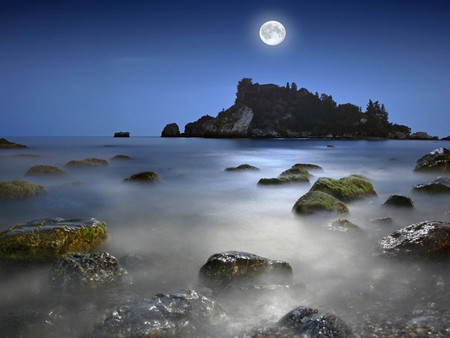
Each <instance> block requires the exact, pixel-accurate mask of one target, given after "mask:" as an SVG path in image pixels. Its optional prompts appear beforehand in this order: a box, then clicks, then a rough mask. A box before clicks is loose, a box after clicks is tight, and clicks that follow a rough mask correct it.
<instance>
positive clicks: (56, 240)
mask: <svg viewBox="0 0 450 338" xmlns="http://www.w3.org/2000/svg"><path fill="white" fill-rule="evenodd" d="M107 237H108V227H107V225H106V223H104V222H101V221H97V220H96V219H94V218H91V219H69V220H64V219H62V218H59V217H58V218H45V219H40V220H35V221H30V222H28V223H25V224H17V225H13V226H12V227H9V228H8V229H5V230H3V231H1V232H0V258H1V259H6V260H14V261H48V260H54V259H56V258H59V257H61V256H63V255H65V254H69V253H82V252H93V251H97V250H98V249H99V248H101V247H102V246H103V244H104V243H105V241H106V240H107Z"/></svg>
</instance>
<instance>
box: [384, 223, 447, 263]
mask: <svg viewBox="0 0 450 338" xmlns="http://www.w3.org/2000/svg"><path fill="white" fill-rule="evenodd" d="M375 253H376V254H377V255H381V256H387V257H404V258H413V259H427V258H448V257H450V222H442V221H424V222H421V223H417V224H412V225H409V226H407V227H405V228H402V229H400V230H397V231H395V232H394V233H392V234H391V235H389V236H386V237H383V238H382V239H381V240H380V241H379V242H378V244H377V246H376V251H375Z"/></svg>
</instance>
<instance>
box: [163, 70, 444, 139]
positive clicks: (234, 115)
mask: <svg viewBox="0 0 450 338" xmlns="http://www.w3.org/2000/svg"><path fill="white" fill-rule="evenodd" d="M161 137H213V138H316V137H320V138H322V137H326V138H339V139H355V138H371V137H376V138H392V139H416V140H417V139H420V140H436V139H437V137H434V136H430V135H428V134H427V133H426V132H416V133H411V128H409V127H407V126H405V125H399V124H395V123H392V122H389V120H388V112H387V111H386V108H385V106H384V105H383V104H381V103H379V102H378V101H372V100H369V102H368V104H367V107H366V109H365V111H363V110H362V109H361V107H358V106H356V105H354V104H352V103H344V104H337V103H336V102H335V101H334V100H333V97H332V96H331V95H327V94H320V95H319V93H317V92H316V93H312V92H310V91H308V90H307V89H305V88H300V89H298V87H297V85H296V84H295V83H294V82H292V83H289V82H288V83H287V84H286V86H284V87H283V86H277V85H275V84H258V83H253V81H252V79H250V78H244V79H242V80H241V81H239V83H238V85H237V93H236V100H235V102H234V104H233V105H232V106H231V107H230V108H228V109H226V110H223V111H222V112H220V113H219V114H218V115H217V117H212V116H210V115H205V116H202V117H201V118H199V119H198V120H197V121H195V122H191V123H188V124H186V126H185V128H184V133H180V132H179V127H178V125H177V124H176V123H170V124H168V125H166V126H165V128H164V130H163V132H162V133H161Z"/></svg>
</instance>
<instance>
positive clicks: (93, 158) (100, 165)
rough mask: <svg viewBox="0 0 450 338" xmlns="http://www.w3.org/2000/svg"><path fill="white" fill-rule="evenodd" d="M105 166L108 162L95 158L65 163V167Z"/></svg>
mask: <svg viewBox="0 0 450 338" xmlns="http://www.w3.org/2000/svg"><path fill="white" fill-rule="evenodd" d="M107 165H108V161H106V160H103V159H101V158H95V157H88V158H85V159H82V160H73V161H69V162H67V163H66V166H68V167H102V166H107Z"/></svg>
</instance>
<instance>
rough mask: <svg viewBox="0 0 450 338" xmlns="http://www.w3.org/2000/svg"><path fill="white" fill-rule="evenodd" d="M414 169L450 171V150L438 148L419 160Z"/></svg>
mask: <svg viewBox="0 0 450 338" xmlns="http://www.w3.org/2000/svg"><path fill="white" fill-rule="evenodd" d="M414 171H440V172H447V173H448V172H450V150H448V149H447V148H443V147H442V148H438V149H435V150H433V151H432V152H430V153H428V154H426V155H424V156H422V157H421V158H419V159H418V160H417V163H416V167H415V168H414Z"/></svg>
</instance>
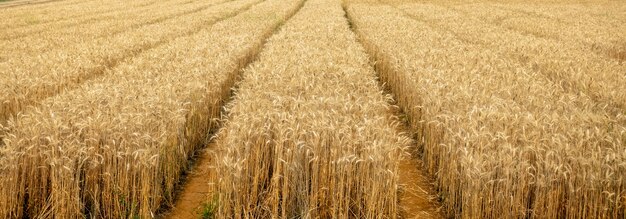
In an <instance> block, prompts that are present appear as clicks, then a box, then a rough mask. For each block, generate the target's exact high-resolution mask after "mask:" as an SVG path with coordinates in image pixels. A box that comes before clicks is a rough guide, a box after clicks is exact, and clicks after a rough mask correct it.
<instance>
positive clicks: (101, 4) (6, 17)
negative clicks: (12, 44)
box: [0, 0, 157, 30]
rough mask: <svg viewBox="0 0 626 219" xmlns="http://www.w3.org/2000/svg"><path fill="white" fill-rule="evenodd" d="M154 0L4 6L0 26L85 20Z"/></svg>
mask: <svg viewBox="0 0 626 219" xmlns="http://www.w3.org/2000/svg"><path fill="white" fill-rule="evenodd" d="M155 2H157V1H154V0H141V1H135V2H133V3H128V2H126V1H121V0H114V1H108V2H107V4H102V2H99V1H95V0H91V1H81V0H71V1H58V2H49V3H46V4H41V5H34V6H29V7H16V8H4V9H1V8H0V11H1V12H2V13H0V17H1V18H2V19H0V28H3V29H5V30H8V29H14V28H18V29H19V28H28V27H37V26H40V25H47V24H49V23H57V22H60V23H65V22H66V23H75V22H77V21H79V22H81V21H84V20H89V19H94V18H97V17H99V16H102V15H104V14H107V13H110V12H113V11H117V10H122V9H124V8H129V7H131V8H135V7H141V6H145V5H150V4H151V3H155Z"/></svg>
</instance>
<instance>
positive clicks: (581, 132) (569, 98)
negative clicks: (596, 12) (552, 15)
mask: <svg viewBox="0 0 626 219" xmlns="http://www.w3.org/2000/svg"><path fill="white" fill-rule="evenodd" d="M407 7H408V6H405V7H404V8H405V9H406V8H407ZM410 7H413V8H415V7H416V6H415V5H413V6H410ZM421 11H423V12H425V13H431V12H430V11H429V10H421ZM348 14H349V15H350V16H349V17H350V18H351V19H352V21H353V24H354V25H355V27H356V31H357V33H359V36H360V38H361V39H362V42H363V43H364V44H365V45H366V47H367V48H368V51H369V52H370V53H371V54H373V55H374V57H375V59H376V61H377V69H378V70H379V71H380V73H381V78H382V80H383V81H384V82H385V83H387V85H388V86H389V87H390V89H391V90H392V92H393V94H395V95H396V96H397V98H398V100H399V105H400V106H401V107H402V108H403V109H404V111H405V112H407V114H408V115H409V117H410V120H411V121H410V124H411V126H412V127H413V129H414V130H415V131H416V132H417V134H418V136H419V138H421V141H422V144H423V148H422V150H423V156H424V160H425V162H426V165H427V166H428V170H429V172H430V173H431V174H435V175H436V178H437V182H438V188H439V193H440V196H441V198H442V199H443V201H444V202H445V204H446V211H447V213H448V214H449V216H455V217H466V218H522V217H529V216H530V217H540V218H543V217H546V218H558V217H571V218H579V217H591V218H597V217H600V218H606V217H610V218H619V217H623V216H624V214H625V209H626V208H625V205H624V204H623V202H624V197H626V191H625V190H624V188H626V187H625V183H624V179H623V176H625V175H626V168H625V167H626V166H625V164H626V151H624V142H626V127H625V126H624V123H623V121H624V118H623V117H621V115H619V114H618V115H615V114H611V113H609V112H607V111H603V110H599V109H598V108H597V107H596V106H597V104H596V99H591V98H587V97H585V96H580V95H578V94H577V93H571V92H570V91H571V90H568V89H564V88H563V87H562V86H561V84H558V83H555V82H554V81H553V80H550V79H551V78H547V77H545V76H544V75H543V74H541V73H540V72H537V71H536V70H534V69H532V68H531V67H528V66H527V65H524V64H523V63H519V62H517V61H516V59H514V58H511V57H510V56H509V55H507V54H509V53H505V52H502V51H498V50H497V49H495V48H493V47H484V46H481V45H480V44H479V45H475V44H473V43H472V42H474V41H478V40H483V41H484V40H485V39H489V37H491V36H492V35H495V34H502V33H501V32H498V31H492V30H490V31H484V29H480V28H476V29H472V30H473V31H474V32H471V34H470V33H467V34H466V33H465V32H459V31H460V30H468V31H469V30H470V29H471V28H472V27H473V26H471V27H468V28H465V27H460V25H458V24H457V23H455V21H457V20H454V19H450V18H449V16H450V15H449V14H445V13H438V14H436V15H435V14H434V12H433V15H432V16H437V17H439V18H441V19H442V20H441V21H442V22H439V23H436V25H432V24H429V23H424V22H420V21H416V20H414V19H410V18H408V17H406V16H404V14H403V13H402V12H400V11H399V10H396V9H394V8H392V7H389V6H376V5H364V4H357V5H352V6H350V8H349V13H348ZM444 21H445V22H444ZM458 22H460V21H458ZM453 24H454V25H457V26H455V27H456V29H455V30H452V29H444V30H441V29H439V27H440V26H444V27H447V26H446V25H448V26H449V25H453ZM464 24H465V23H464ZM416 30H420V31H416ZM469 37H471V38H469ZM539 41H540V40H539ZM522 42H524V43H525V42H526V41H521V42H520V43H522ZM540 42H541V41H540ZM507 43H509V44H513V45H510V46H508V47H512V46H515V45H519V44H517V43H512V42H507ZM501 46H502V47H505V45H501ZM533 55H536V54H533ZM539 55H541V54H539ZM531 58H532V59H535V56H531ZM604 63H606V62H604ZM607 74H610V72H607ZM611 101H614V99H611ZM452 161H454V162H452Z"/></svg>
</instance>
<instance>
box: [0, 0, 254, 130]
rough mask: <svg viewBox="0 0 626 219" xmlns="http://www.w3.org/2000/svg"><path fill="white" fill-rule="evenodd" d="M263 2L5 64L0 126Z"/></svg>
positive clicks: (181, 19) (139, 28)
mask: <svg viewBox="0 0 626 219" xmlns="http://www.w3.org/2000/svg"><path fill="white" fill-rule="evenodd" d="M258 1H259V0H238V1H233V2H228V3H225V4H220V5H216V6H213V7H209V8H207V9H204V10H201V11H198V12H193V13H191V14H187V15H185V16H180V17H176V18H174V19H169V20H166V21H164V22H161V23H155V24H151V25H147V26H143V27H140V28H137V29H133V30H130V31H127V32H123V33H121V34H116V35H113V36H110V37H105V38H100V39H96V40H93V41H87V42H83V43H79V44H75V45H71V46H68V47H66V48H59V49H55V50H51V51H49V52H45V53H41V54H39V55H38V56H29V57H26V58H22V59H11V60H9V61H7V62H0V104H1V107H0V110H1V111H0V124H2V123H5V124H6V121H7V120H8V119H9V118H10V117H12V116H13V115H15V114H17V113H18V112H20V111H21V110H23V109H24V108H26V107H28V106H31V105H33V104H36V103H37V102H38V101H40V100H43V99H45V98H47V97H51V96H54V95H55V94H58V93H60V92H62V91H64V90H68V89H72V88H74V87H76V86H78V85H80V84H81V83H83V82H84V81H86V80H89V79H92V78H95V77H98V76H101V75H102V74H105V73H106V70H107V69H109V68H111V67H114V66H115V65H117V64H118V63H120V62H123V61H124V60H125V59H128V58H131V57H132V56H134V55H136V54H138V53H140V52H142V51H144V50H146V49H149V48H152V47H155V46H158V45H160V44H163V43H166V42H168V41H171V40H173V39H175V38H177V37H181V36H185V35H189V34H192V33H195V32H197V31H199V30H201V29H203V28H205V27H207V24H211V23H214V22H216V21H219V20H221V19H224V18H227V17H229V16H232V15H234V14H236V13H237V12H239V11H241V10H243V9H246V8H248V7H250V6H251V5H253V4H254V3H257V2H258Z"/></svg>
###
Task prompt - Within the material above, extract exactly the lines that start at the line containing "box: [384, 223, 447, 263]" and stop after the line containing "box: [163, 70, 444, 139]", and only those.

The answer -
box: [384, 223, 447, 263]
mask: <svg viewBox="0 0 450 338" xmlns="http://www.w3.org/2000/svg"><path fill="white" fill-rule="evenodd" d="M375 253H376V254H377V255H381V256H387V257H404V258H413V259H427V258H448V257H450V222H442V221H424V222H421V223H417V224H412V225H409V226H407V227H405V228H402V229H400V230H397V231H395V232H394V233H392V234H391V235H389V236H386V237H383V238H382V239H381V240H380V241H379V242H378V244H377V246H376V251H375Z"/></svg>
</instance>
<instance>
box: [163, 70, 444, 139]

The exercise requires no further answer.